▸ Your goal: Return the wine column word for word, beginning at the words "Wine of the" and stopping after "growth, Château Pédesclaux.".

Wine of the Week: A Bordeaux at a bargain

…but perhaps not for much longer

The Bordeaux vintage of 2005 was, from the moment the wines were tasted, acclaimed as one of the greats. But immediate appraisals – particularly in Bordeaux, where the wines are first assessed while still ageing in the barrel – can sometimes fall victim to hyperbole. So, in 2008, Decanter magazine, of which I was then the editor, organised a tasting of the now bottled classed-growth wines – the crème de la crème – to see if they lived up to their initial billing.

The verdict was again effusive, but with one surprise. Amid a clutch of high-scoring wines, and outranking such luminous names as first growths Châteaux Lafite and Latour, was a little-known, humble fifth growth, Château Pédesclaux.

When the results of the tasting were revealed to the expert panel, there was widespread disbelief, verging on dissent. The renowned critic Steven Spurrier even demanded that the wine be re-assessed. “We can’t rate Pédesclaux more highly than Lafite. We’ll be a laughing stock,” I recall him saying. (Indeed, the US critic Robert Parker, no fan of Decanter or more lowly wines, wrote in a pointed and withering response, ‘Life is too short to drink Pédesclaux.’)

▸ Data entries:
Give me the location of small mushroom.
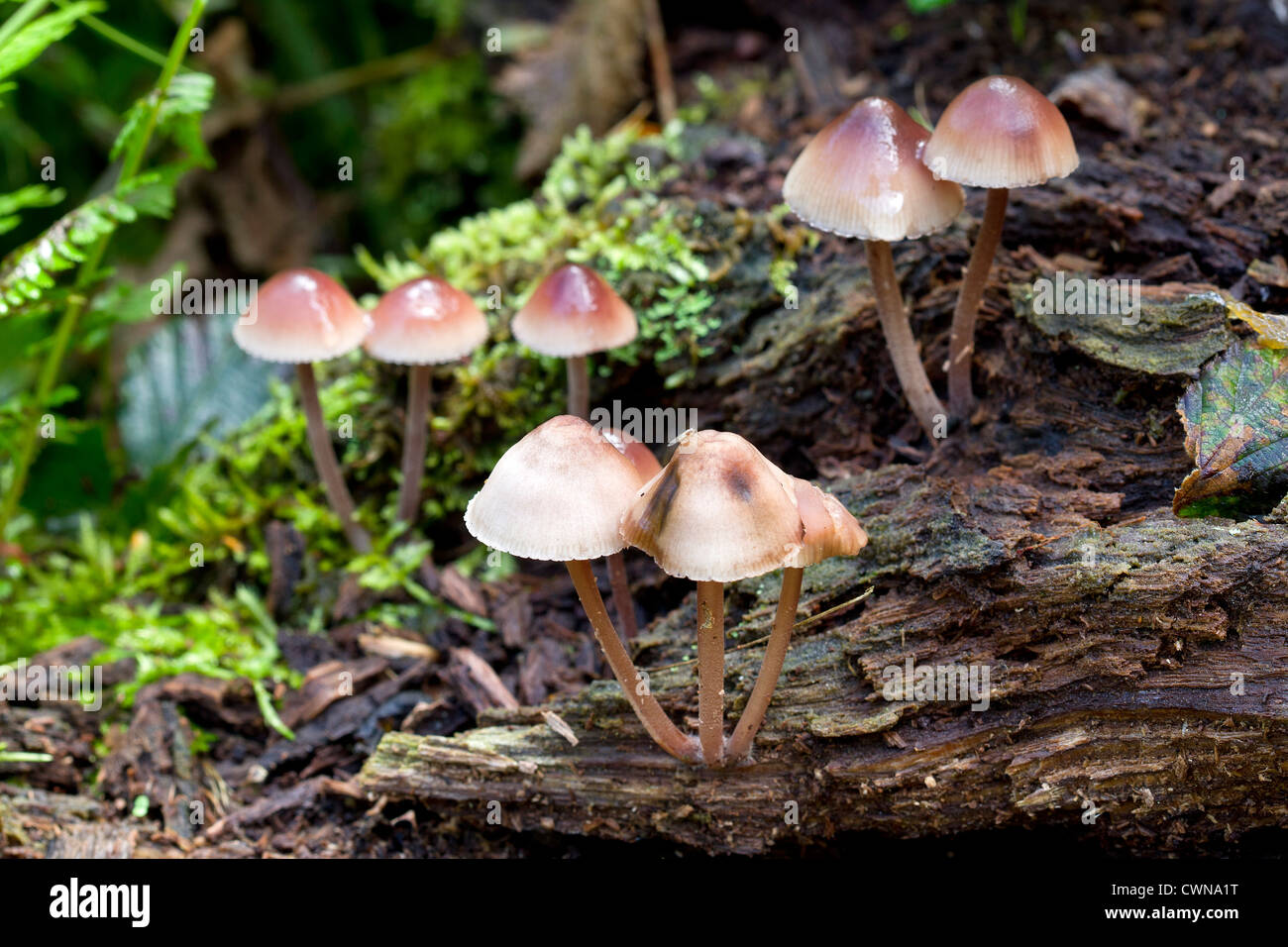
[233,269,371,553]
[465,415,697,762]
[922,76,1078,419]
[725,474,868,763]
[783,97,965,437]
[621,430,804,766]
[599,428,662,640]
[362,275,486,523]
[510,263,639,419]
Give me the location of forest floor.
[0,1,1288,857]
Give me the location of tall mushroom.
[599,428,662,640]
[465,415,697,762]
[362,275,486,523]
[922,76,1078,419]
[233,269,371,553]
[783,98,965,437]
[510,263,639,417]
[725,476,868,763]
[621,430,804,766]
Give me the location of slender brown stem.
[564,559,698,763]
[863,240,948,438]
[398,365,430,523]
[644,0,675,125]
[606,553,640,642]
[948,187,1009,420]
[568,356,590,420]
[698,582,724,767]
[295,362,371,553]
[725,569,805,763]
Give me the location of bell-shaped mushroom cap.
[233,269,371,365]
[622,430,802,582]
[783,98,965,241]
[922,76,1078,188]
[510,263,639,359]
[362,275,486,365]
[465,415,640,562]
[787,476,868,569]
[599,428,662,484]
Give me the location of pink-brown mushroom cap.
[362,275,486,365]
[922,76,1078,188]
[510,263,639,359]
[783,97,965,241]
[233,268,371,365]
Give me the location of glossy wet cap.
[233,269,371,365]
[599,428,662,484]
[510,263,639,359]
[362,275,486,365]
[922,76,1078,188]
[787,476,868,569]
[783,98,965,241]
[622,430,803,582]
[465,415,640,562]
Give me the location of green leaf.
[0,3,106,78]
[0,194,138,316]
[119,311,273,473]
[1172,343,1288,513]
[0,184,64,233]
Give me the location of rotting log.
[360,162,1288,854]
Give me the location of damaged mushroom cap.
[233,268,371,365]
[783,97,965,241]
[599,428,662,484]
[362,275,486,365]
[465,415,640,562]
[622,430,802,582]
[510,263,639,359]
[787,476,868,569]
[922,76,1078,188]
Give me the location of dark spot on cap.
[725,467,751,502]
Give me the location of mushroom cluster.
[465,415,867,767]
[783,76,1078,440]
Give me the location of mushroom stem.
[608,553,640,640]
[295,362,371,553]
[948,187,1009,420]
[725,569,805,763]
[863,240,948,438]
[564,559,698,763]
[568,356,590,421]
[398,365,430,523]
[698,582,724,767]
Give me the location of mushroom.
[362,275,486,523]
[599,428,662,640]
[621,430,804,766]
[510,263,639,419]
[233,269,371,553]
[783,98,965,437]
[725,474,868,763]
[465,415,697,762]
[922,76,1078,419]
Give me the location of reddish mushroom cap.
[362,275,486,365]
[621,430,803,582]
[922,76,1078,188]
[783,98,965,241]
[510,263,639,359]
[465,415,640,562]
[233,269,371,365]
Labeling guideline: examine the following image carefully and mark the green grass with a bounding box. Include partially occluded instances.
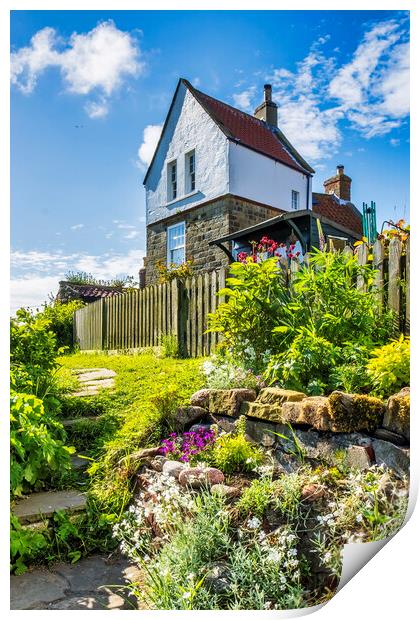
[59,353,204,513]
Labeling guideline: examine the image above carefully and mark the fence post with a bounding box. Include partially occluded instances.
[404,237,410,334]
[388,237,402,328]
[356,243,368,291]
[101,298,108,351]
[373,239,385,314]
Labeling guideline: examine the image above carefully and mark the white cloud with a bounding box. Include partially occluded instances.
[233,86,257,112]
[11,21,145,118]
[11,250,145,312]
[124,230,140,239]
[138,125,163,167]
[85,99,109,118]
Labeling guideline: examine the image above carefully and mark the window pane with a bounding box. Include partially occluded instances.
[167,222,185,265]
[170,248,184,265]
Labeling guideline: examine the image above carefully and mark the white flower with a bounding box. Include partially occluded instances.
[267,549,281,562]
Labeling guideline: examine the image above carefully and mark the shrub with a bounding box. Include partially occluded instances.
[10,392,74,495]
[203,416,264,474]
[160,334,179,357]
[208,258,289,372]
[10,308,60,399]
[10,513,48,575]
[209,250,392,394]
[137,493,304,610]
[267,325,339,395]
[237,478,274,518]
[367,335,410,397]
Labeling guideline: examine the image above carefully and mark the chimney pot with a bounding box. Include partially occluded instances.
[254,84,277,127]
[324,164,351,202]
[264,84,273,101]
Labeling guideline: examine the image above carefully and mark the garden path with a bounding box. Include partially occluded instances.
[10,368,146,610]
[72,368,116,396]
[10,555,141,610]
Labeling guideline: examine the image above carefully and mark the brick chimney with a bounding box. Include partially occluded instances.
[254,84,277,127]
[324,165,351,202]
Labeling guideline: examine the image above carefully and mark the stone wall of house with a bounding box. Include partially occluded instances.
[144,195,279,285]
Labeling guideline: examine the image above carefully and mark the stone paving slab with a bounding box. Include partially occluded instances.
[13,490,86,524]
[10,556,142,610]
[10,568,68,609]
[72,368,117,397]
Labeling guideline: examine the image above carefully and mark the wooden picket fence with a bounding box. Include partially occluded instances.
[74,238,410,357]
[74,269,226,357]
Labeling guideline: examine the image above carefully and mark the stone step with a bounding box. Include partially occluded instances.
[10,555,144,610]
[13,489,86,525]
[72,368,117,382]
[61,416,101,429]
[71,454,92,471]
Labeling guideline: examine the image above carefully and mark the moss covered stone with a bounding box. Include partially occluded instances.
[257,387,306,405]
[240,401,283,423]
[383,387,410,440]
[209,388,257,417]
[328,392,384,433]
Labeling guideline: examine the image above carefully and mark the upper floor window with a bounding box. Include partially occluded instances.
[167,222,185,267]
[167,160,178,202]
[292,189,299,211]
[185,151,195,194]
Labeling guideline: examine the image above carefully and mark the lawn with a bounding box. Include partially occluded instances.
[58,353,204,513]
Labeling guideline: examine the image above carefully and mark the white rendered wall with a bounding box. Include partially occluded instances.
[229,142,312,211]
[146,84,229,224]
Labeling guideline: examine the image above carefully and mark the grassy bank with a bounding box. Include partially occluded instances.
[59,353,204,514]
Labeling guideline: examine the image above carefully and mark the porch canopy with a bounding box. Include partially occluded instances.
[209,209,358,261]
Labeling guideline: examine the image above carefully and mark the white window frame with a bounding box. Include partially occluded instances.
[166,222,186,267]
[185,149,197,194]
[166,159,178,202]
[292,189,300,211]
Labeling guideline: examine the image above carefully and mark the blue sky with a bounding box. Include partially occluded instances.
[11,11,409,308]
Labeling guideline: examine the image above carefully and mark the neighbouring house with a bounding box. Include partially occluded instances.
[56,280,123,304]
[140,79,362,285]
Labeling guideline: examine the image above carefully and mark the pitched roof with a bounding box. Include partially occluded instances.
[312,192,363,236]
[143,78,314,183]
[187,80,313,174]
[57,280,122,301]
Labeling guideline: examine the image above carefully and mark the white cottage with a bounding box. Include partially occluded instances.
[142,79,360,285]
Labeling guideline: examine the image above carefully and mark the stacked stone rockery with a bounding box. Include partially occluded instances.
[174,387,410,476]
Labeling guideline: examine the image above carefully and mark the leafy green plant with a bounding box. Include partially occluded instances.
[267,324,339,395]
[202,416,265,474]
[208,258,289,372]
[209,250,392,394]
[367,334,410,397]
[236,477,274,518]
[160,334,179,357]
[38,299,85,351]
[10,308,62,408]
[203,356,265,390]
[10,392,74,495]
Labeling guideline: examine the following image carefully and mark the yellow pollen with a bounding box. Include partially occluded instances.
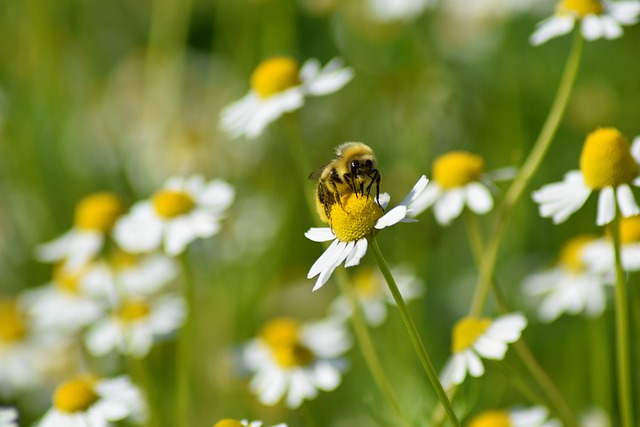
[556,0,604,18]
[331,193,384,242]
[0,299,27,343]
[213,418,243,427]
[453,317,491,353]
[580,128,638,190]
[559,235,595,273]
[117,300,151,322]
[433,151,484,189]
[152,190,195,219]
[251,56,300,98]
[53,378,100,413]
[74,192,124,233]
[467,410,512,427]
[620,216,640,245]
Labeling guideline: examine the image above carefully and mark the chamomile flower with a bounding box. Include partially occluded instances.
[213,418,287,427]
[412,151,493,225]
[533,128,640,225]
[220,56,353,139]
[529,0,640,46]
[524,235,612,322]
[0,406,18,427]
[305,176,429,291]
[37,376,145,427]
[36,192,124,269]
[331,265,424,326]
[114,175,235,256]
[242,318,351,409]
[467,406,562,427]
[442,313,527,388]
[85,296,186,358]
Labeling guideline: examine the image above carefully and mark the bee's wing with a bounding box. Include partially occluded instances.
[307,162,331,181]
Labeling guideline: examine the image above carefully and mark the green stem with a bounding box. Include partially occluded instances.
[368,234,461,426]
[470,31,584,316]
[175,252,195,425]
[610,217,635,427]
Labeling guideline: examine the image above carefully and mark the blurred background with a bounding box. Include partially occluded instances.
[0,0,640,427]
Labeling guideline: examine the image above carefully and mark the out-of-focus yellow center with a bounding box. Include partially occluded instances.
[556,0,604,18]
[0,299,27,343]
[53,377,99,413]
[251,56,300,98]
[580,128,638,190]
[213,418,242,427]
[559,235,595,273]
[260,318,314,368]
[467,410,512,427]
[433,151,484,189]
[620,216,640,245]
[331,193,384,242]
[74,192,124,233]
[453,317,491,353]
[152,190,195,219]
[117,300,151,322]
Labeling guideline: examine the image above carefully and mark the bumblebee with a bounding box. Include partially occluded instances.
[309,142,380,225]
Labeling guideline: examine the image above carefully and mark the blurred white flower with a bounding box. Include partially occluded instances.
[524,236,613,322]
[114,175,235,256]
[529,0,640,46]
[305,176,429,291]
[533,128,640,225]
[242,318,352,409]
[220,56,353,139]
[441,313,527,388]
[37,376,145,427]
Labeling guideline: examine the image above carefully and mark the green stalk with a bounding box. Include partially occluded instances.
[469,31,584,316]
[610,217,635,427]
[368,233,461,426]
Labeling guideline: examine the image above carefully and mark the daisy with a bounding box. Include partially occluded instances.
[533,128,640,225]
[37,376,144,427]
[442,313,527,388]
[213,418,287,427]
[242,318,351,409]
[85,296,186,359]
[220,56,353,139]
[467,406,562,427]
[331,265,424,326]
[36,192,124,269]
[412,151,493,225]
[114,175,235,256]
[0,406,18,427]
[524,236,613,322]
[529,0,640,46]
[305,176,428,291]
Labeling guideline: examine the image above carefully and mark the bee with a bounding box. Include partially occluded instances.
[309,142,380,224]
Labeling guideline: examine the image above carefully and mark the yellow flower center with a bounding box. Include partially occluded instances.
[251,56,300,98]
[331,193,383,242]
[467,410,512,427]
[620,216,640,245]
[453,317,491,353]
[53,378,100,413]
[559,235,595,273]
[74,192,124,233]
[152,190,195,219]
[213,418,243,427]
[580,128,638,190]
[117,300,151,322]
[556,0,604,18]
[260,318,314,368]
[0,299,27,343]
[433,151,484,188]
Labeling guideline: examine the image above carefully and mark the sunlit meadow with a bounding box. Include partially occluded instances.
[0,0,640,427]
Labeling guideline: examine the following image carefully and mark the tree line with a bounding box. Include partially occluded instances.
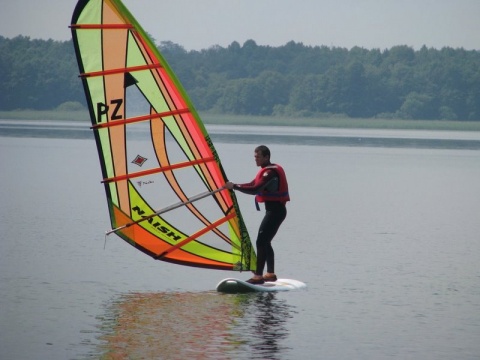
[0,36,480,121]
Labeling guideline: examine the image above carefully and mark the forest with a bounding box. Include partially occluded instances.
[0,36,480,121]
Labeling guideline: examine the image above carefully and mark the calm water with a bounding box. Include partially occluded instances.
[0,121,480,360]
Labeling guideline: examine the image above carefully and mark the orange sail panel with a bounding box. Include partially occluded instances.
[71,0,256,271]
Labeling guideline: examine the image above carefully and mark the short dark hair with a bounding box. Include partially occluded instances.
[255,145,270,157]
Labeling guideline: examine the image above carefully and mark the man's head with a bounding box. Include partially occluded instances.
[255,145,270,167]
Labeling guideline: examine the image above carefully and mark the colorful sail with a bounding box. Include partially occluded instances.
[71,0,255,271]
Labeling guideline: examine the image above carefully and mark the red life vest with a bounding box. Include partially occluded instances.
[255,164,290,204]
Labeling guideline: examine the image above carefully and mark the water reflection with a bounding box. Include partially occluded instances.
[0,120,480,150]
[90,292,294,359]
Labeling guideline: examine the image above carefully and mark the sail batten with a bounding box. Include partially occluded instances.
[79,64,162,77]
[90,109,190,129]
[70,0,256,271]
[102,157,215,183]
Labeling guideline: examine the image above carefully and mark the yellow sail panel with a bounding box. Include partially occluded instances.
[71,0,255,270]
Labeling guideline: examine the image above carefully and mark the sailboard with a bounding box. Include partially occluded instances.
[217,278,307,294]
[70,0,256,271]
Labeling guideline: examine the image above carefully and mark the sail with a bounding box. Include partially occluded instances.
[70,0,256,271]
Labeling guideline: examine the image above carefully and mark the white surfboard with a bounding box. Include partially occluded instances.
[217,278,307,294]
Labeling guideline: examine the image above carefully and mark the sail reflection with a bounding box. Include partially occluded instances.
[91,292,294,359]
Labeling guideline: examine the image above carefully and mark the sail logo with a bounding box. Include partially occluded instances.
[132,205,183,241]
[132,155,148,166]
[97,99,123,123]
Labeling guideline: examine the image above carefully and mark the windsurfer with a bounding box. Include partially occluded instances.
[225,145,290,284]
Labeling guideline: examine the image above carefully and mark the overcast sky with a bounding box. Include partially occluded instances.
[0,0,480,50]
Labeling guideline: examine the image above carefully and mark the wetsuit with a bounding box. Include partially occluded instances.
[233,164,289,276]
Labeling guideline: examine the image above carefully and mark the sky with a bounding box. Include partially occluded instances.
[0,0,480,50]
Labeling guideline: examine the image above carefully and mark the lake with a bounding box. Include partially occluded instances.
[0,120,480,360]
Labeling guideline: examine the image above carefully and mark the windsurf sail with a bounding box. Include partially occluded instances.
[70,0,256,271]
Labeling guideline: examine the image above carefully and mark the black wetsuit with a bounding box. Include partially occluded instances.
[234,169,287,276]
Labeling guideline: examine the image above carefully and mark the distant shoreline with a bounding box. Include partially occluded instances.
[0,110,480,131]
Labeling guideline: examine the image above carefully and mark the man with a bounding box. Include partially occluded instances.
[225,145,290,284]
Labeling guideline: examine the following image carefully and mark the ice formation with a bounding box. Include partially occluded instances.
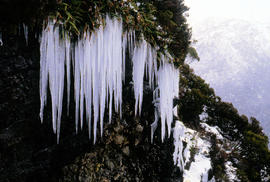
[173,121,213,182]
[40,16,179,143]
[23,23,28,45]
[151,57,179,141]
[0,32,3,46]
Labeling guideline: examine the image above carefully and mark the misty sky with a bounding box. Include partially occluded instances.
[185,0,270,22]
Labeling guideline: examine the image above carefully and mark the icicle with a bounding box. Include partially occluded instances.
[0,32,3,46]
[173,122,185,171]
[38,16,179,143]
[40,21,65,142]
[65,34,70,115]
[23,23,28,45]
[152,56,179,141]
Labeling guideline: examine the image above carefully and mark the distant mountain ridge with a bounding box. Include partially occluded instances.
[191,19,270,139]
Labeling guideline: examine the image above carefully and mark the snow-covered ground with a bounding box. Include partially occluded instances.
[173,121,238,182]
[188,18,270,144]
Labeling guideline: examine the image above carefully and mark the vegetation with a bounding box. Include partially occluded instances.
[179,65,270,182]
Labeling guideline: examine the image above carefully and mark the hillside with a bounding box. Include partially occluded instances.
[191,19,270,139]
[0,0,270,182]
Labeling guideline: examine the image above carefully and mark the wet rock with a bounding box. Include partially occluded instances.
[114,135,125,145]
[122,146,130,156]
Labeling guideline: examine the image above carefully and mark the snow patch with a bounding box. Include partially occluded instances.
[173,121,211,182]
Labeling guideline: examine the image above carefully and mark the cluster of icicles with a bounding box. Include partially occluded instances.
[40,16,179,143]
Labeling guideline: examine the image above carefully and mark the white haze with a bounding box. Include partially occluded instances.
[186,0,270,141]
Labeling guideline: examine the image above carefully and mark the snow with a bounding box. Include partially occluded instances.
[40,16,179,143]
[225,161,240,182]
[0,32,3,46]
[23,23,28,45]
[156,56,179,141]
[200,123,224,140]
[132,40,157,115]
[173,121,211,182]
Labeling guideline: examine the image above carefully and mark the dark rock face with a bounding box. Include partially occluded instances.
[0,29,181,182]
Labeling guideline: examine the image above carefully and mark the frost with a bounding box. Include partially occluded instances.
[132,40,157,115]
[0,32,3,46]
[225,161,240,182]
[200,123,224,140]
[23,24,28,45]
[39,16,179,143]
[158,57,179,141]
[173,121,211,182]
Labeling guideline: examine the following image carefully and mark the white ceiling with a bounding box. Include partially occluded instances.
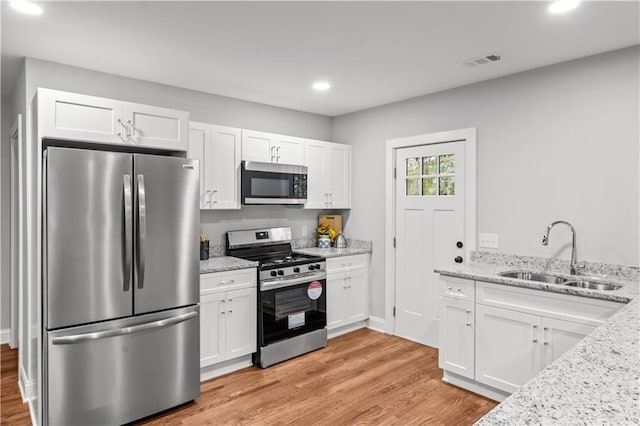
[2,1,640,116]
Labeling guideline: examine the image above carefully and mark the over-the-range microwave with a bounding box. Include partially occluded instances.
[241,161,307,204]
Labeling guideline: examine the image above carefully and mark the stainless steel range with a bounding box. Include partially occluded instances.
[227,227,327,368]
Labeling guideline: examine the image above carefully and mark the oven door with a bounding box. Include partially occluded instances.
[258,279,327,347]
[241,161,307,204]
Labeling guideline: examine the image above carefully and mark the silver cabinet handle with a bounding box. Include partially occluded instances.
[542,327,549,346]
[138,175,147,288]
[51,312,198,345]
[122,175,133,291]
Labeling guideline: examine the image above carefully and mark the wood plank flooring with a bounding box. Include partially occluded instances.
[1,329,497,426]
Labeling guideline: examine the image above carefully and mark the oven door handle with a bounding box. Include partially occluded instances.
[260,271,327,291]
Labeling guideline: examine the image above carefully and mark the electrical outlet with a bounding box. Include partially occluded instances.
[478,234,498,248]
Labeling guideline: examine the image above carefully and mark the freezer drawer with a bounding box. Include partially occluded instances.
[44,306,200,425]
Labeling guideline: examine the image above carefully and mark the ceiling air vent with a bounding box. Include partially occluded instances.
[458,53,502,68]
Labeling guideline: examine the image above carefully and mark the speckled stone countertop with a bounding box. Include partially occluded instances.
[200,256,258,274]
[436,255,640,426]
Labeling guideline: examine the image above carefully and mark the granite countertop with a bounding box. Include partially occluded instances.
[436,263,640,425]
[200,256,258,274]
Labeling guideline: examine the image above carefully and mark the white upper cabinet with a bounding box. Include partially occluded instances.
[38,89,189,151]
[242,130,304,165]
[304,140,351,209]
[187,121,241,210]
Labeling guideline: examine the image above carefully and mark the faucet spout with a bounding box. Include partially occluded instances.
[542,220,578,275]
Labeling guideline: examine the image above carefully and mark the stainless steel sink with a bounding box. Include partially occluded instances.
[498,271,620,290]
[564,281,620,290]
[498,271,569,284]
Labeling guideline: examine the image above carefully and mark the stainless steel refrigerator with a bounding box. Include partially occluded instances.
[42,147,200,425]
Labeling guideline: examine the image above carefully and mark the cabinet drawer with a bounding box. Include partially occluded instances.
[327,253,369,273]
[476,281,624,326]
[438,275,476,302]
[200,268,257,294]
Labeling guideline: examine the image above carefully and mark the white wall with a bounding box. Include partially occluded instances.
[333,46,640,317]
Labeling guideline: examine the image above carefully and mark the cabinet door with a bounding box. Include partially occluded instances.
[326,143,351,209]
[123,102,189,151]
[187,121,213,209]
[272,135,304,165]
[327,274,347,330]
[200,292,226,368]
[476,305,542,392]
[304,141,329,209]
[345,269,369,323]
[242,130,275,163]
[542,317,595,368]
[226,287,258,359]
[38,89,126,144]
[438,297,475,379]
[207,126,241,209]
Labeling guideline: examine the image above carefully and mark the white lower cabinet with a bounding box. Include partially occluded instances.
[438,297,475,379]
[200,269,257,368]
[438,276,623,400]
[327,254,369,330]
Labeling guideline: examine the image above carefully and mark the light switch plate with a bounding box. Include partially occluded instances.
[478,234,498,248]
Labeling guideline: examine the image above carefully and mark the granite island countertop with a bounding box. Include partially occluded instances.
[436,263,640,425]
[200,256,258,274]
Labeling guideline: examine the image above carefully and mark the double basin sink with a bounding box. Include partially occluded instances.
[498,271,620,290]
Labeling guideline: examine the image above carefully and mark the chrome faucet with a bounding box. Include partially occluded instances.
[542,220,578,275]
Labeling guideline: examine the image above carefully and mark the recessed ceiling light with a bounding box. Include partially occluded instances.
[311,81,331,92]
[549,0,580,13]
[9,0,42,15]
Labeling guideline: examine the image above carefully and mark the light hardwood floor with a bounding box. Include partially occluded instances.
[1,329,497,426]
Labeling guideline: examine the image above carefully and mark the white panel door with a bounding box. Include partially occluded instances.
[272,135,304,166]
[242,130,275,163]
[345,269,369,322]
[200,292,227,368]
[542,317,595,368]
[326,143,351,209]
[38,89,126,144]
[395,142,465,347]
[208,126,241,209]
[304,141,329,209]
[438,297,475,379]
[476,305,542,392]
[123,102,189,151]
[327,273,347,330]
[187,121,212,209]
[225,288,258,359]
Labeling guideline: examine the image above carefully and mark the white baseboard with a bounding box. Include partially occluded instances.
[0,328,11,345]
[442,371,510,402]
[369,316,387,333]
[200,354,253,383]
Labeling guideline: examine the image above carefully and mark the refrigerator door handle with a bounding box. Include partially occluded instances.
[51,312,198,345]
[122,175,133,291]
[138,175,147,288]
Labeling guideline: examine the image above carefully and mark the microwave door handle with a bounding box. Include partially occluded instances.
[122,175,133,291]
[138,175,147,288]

▸ Right answer:
Wine of the Week: A Bordeaux at a bargain

…but perhaps not for much longer

The Bordeaux vintage of 2005 was, from the moment the wines were tasted, acclaimed as one of the greats. But immediate appraisals – particularly in Bordeaux, where the wines are first assessed while still ageing in the barrel – can sometimes fall victim to hyperbole. So, in 2008, Decanter magazine, of which I was then the editor, organised a tasting of the now bottled classed-growth wines – the crème de la crème – to see if they lived up to their initial billing.

The verdict was again effusive, but with one surprise. Amid a clutch of high-scoring wines, and outranking such luminous names as first growths Châteaux Lafite and Latour, was a little-known, humble fifth growth, Château Pédesclaux.